Task 1
List the stories that the piece on trust in Singapore names when it describes things that don't feel good.
Task 2
In the rows, identify every line that contains the string “curly”. Case counts.

Over the years in Singapore, there had been more individualistic attitude – because the government’s approach to just about everything involves sticks or carrots, more often than not, there’s this general attitude of ‘what’s in it for me?’ From the NDR speech, I can see Lawrence Wong urging less of that individualistic attitude, more of the ‘we’, but I wonder what are some behaviours that the government or the civil service can lead with, in order to foster and encourage that.

Trust in Singapore

As our nation crosses the diamond jubilee at SG60, people were putting down their wishes of ‘I want to…’ during NDP. The messages played on the videos for NDP were really inspiring and had nice stories from ordinary Singaporeans of diverse background. I felt genuinely moved and encouraged that we can be more than just ourselves and what we bring because Singapore is just a society that has been on the move, that has been developing and growing and thriving. It all feels good.

The stuff that doesn’t feel that good – how do we approach it though? The fact that places and spaces have been sacrificed, people uprooted to make way for development (as the Tekong story suggested). Or that sporting feels more like a lone wolf endeavour more than a national one, particularly during the ‘invisible phase’ of training, working towards Olympic qualifications, etc (story of Lloyd Valberg; though one can’t say this through that story since Singapore wasn’t yet a nation in 1948). Or that the big corporations often push around small businesses because that is ‘normal’ in our culture (story of Yanee; ‘but are you ready for an order of this scale’).

There is a choice to be made on how we see things. And whilst we have been told repeatedly there would be trade-offs, we haven’t yet learnt the real principles and intentions behind the decisions on those trade-offs. Why do we choose one over another? To the ones in places of power, it might be obvious. How could the sacrifice be made worthwhile for those suffering from its consequences?

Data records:
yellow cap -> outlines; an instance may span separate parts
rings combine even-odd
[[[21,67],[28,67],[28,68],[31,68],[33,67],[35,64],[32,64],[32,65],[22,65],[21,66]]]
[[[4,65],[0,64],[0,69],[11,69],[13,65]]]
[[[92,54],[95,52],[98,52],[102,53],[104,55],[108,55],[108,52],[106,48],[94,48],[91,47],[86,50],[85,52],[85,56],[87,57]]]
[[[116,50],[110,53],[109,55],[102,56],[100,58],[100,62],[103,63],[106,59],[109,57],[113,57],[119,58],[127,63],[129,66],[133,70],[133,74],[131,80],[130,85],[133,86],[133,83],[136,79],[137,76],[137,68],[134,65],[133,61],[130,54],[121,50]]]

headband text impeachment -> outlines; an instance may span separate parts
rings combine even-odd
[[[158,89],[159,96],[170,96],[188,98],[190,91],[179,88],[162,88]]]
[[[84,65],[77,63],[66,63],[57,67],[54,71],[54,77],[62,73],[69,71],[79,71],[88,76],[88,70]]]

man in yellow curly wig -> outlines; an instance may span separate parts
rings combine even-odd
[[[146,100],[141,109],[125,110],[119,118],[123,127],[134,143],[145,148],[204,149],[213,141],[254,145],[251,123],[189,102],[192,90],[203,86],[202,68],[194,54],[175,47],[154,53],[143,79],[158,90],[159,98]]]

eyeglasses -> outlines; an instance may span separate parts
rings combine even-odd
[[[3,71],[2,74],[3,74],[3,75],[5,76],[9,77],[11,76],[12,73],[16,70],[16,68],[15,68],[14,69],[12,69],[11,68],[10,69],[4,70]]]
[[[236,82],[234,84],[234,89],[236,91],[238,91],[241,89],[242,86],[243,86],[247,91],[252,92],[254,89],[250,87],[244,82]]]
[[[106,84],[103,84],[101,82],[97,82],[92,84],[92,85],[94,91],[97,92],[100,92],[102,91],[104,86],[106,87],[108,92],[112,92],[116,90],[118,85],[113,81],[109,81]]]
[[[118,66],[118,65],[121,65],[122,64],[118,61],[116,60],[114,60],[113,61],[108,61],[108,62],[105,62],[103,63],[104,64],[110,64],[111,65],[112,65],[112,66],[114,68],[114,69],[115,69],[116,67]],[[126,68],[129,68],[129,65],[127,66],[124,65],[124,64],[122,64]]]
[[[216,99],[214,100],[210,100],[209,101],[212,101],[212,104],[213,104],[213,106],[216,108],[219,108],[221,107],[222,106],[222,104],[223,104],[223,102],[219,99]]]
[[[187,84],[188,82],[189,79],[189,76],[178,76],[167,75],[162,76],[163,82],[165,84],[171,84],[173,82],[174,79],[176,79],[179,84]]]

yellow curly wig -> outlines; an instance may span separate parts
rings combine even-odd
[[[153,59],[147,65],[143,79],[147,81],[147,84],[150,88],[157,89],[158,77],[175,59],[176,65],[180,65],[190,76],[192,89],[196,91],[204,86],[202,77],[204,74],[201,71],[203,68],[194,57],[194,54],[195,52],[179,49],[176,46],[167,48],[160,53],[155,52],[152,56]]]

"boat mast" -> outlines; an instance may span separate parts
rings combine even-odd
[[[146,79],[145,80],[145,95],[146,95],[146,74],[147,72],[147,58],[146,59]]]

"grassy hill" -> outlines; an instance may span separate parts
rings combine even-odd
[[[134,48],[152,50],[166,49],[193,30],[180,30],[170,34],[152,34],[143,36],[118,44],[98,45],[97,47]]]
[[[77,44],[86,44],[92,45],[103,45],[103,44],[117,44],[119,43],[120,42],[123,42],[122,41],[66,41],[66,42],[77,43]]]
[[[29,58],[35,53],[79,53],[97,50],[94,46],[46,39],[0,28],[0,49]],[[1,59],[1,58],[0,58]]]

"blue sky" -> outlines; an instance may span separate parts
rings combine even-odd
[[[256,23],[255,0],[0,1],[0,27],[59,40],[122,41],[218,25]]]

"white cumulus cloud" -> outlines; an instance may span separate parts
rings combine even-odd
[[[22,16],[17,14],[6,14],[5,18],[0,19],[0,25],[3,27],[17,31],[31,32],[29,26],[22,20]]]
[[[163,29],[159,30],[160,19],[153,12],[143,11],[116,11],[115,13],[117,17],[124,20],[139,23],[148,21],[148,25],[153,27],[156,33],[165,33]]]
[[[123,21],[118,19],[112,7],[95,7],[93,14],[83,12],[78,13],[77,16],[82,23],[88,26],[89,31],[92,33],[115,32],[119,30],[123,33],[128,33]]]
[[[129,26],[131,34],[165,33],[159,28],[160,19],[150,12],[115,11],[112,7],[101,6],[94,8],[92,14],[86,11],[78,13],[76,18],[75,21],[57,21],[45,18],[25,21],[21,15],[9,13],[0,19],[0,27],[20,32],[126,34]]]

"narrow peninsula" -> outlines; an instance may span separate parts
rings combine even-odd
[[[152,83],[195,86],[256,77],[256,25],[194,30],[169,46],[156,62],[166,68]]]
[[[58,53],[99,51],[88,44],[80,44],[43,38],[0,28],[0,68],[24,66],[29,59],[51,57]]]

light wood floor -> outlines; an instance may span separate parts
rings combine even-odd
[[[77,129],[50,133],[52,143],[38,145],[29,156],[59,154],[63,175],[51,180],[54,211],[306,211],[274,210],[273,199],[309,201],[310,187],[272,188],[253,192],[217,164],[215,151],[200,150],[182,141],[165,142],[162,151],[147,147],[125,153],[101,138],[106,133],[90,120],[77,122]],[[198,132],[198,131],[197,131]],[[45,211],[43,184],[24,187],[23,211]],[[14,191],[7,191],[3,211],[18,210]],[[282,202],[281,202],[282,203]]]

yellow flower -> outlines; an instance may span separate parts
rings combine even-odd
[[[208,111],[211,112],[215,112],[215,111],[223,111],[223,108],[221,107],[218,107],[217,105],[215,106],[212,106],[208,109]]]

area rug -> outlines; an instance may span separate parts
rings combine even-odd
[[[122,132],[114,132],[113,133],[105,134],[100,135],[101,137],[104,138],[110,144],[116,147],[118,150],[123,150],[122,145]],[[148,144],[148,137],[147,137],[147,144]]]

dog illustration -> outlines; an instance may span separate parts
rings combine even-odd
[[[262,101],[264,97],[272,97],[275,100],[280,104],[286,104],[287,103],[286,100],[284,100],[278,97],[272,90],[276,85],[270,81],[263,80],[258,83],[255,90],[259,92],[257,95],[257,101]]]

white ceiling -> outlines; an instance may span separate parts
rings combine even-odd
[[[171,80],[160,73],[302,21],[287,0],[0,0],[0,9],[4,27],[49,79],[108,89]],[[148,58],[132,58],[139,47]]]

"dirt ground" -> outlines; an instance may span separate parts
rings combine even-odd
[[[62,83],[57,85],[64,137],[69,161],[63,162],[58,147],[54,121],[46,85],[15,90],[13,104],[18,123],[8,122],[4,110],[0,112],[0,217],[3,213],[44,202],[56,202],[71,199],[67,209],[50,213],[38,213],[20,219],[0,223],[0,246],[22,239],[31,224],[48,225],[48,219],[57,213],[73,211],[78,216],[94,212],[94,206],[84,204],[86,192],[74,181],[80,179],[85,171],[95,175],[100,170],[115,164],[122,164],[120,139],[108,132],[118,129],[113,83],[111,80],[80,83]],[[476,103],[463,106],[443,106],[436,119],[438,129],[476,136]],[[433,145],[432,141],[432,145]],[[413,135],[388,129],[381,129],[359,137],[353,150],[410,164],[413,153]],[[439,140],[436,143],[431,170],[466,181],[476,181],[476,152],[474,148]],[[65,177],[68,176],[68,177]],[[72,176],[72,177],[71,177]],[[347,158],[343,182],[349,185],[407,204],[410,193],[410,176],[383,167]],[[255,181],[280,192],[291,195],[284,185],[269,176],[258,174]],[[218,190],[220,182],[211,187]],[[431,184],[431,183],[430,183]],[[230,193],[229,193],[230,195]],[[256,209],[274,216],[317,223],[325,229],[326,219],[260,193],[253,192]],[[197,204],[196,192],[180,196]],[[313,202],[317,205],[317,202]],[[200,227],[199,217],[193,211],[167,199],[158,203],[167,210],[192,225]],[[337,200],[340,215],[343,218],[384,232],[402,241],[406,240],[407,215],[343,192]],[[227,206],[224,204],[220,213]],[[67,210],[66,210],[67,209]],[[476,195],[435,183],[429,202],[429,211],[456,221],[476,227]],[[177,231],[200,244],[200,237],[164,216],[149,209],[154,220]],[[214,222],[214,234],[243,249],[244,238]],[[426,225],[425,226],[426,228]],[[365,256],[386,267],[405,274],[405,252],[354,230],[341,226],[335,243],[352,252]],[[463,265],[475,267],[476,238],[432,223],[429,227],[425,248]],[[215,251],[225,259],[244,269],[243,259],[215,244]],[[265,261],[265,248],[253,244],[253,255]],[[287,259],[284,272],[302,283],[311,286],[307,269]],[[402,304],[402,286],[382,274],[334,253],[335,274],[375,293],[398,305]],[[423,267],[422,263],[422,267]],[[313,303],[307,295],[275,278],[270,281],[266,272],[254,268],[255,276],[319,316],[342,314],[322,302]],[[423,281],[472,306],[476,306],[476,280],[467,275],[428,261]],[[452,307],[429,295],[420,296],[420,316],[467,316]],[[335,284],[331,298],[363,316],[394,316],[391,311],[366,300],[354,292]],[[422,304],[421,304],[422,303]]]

Problem solution 1
- the Tekong story
- the story of Lloyd Valberg
- the story of Yanee

Problem solution 2
man in yellow curly wig -> outlines; an instance may span separate parts
yellow curly wig -> outlines; an instance may span separate parts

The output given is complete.